═══ Text for analysis

Devon (also known by many other names) is a type of manufactured meat product sold in Australia and New Zealand.

==Overview==
Typical commercial preparations list the major ingredient as "meat including pork". It is usually composed of several types of pork, basic spices, and a binder.

It is considered to be a cheap meat product and is sold in the deli section of supermarkets.

It is usually served in a sandwich, often with tomato sauce, and can also be fried in slices.

Devon would be classed as "luncheon meat" in the UK or a "cold cut" in the US.

Devon can also be brought in a roll or knob, usually found in supermarket refrigerators.

==Terminology==
The product is known by a variety of names in different regions of Australia and New Zealand:

- "luncheon" or "Belgium" - New Zealand
- "polony" - Western Australia
- "Devon" - New South Wales, Tasmania, the Australian Capital Territory, most of Queensland, and parts of Victoria
- "Strasburg" or "Straz" - Parts of Victoria
- "Windsor" - Parts of Queensland
- "fritz" - South Australia

Originally known in some parts of Australia as "German sausage", this name fell out of favour during World War I when Australia was at war with Germany. 'Veal German' is another facsimile. It is similar in appearance and taste to the bologna sausage and the cooked pork sausage known in Australia as Berliner.

══════

Task brief. Could you resume the text about Devon, the Australian and New Zealand meat product, picking up right after its last sentence?

═══ Data for analysis

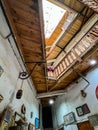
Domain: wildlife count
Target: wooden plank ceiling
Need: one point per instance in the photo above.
(25, 19)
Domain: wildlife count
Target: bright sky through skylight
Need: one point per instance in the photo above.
(52, 16)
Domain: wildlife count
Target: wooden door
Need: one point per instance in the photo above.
(85, 126)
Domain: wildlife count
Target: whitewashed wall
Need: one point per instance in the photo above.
(72, 99)
(8, 80)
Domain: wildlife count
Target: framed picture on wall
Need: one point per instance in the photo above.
(30, 126)
(69, 118)
(85, 109)
(36, 123)
(79, 111)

══════

Exercise response.
Though similar in usage and appearance, South Australians maintain that devon is not in fact related to the South Australian "bung fritz", which is manufactured using a process and recipe entirely unique to South Australia, particularly in the use of the sheep's appendix (known as the bung, where bung fritz gets the name).

It may be referred to as Strass, from the word Strassburg, though this term is usually associated with another style of processed meat roll characterised by a waxy red 'skin' and fat-mottled, chunkier texture.